__Extracted records__:
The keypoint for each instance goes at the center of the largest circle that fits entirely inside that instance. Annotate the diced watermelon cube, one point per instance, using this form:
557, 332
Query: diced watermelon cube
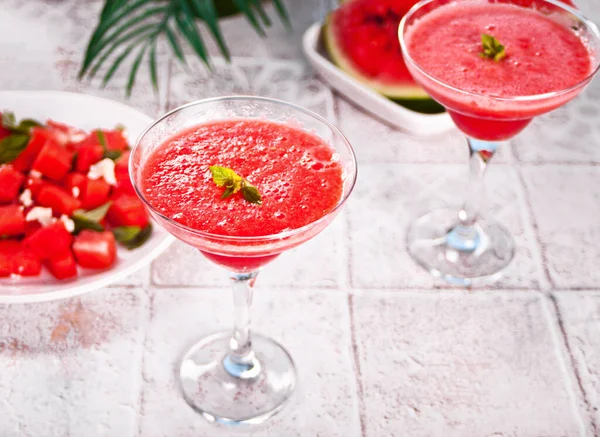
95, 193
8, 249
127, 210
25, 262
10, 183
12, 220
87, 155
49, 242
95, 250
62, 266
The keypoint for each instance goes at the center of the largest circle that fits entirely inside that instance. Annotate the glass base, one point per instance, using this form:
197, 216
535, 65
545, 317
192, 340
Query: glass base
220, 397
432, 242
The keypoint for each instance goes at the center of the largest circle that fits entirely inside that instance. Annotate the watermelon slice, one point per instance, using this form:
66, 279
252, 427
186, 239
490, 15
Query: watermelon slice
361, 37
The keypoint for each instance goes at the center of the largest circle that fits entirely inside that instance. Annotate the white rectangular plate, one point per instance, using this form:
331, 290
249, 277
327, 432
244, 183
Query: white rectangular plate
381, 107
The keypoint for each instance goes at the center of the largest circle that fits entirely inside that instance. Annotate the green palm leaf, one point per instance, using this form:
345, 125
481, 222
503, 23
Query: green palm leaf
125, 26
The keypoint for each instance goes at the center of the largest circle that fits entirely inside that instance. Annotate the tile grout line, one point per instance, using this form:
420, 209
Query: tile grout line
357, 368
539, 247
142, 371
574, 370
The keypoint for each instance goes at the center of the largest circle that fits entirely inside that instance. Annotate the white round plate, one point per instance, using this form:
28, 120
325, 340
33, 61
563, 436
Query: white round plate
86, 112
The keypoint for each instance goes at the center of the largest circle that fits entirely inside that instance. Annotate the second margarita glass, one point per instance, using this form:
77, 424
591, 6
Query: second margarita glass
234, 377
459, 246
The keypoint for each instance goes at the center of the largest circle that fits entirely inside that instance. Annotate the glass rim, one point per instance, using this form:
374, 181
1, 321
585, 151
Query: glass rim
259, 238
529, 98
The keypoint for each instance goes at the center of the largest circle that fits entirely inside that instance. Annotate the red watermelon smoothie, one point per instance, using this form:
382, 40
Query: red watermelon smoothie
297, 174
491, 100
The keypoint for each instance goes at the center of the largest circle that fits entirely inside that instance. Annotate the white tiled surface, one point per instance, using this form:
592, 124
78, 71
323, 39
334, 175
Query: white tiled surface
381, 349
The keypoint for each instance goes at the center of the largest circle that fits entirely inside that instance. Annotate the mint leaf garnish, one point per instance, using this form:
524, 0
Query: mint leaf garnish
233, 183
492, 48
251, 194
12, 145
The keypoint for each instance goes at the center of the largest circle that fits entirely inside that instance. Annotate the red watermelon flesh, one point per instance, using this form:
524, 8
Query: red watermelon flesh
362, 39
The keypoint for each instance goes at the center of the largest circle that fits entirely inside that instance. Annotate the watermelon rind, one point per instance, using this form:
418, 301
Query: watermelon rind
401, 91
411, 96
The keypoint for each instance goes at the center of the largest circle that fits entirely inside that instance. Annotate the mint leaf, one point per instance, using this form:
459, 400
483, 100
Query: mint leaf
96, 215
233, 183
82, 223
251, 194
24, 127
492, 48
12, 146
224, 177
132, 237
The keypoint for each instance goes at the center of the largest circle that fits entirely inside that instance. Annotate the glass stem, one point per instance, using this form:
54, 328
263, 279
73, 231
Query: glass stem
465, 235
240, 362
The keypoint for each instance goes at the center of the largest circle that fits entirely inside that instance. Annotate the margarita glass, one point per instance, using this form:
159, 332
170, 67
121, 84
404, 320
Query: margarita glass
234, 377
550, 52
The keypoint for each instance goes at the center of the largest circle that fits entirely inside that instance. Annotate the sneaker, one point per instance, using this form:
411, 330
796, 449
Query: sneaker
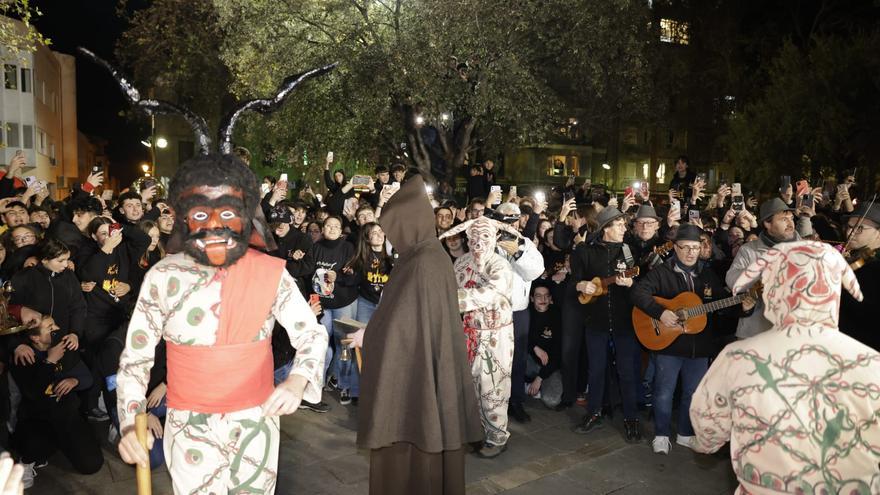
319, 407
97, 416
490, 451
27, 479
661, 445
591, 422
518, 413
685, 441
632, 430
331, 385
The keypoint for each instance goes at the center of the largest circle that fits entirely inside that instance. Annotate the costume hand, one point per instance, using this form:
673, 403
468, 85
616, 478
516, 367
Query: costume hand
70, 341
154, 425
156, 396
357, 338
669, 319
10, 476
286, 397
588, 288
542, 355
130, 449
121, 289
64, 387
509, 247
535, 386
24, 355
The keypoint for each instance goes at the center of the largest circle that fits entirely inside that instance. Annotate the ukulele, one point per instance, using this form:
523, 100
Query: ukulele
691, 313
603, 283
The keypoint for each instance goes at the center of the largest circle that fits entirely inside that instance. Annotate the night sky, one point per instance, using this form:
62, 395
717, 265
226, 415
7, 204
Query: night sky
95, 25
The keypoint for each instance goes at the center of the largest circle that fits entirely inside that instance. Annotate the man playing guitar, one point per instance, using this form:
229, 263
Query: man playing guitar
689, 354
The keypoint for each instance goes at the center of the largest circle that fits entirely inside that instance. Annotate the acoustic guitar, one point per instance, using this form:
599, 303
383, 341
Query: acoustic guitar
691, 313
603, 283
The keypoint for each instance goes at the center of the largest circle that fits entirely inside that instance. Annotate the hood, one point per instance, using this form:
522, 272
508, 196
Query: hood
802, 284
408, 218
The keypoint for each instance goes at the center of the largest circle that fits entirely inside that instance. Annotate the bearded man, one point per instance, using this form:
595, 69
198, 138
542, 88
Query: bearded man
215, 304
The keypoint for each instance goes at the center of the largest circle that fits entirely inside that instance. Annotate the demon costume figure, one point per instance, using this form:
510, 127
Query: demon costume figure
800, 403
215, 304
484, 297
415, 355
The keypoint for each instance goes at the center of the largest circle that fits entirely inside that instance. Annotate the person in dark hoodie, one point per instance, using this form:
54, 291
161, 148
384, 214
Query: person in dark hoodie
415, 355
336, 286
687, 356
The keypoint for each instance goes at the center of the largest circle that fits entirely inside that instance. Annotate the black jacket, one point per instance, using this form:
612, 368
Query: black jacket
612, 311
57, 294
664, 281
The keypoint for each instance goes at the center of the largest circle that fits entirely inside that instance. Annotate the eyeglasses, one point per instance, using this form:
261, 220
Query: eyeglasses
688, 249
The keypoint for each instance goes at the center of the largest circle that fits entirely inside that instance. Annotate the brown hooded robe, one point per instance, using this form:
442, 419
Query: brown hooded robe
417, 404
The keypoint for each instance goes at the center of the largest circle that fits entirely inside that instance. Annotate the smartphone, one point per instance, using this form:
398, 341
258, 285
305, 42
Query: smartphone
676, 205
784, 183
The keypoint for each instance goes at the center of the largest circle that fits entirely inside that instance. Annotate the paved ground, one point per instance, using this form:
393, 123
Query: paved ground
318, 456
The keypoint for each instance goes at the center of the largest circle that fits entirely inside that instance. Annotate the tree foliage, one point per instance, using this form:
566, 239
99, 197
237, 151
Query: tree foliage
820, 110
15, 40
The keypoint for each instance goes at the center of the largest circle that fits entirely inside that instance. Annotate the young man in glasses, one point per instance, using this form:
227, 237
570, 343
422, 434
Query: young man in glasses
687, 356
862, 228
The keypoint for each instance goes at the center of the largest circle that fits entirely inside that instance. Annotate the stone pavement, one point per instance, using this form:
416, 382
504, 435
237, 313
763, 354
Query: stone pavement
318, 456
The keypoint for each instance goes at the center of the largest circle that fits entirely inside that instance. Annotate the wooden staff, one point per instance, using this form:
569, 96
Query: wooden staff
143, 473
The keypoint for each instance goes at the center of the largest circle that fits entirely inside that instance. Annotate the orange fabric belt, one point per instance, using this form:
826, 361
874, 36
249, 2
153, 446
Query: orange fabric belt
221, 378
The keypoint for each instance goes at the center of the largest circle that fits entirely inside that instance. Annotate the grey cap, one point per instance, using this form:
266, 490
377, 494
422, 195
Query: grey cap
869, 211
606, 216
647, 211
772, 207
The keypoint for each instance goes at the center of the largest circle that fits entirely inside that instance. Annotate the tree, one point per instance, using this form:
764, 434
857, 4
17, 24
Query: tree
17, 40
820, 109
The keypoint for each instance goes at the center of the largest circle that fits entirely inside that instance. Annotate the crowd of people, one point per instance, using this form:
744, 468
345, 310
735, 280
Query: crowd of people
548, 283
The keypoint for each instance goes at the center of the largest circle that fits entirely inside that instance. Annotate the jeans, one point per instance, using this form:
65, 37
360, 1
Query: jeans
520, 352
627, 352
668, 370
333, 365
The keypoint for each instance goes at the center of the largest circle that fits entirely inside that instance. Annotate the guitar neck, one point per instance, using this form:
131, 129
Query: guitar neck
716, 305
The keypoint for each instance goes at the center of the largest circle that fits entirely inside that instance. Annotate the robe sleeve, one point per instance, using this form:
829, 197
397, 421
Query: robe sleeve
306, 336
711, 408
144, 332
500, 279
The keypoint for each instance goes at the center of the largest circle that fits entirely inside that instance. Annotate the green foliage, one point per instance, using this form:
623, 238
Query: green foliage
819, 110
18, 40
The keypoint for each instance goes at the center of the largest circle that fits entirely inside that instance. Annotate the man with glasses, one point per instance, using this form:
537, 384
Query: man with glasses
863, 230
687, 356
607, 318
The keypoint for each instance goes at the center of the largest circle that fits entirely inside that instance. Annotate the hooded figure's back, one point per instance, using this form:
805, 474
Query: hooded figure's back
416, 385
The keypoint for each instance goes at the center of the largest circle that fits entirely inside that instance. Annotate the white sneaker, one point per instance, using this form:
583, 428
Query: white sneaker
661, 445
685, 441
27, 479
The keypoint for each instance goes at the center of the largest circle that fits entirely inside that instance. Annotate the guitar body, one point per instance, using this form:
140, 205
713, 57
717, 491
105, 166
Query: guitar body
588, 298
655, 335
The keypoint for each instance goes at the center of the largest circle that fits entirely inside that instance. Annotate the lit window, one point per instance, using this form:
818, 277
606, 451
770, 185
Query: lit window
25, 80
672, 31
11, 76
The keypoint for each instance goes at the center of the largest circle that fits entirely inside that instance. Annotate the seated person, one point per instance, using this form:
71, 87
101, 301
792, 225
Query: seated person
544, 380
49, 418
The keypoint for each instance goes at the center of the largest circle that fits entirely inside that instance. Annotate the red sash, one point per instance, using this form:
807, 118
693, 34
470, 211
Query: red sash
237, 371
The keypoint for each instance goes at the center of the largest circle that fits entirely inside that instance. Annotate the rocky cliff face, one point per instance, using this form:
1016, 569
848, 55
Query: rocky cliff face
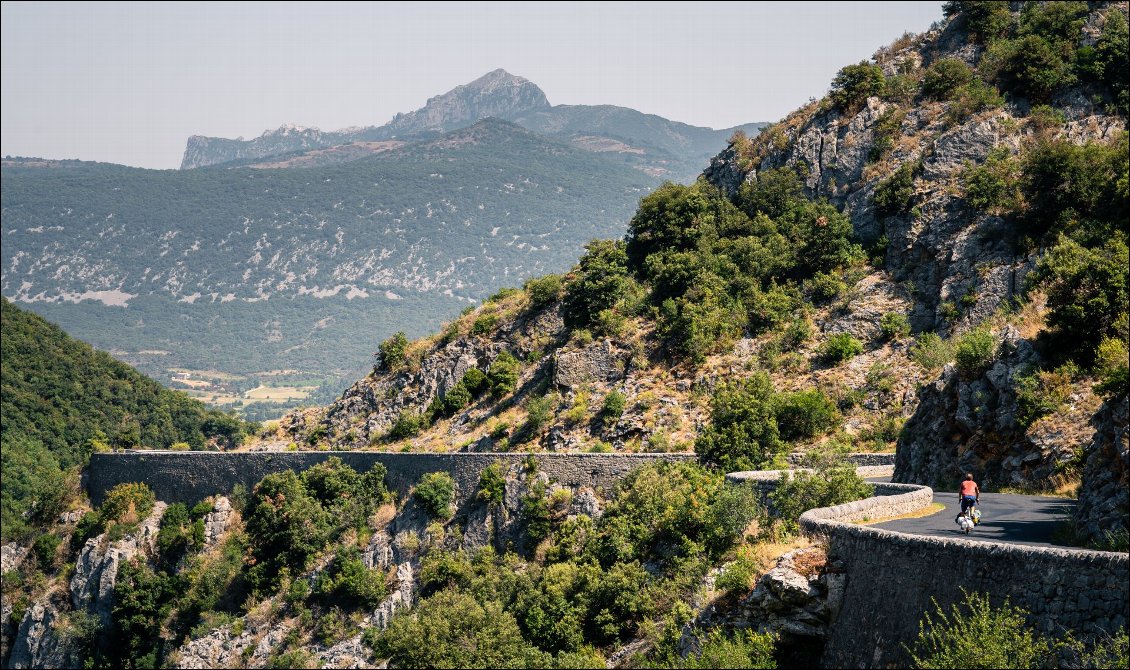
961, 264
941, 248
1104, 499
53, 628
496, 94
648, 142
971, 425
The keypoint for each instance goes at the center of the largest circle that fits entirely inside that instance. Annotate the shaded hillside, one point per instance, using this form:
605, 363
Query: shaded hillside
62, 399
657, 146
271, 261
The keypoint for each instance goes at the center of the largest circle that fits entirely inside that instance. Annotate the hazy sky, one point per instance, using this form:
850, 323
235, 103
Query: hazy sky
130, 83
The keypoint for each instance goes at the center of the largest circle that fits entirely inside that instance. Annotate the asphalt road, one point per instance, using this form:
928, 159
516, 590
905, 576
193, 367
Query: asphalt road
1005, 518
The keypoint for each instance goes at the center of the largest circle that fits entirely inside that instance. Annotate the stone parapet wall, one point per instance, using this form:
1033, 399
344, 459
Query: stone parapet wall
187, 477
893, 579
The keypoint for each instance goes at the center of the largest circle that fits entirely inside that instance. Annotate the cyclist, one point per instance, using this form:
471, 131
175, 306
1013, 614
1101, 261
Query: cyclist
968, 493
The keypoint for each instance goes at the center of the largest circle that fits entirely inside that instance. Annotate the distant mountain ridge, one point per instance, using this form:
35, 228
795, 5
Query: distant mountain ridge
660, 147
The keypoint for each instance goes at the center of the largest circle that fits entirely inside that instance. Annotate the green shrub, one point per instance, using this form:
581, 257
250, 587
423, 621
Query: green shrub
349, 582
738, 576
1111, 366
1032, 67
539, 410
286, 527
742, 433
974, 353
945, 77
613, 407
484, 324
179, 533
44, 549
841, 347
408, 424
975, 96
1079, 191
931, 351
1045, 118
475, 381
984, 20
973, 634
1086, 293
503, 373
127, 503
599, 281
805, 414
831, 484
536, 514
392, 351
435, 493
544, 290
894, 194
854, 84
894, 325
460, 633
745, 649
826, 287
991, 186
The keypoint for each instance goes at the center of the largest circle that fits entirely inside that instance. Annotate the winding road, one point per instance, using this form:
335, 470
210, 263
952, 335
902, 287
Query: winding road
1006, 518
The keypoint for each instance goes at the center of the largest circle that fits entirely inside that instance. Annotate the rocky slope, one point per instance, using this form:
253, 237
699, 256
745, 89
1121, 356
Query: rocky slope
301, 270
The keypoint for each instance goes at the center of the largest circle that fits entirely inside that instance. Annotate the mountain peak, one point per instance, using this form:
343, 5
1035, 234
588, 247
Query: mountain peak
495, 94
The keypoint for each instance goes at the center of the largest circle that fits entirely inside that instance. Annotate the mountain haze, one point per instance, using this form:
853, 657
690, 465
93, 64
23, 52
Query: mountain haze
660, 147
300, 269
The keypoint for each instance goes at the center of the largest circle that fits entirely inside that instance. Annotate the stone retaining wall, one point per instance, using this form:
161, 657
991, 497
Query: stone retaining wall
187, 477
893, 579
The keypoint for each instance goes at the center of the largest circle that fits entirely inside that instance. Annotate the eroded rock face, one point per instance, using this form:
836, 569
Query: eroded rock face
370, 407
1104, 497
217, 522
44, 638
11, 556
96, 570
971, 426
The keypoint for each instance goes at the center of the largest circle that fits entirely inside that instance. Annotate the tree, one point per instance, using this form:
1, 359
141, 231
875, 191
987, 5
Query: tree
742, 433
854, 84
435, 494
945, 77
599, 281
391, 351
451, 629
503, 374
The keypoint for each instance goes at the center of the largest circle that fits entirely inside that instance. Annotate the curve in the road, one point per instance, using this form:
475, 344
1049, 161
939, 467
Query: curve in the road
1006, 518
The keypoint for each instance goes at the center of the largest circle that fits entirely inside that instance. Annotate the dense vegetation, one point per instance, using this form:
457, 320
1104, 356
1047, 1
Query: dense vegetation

__Your goal__:
Search the data for the string "dense". List each line that has it.

__Output of the exercise__:
The keypoint for each instance goes at the center of the largest circle that fits entirely inside that instance. Annotate the dense vegetation, one point per instance, using this form:
Query: dense vegetation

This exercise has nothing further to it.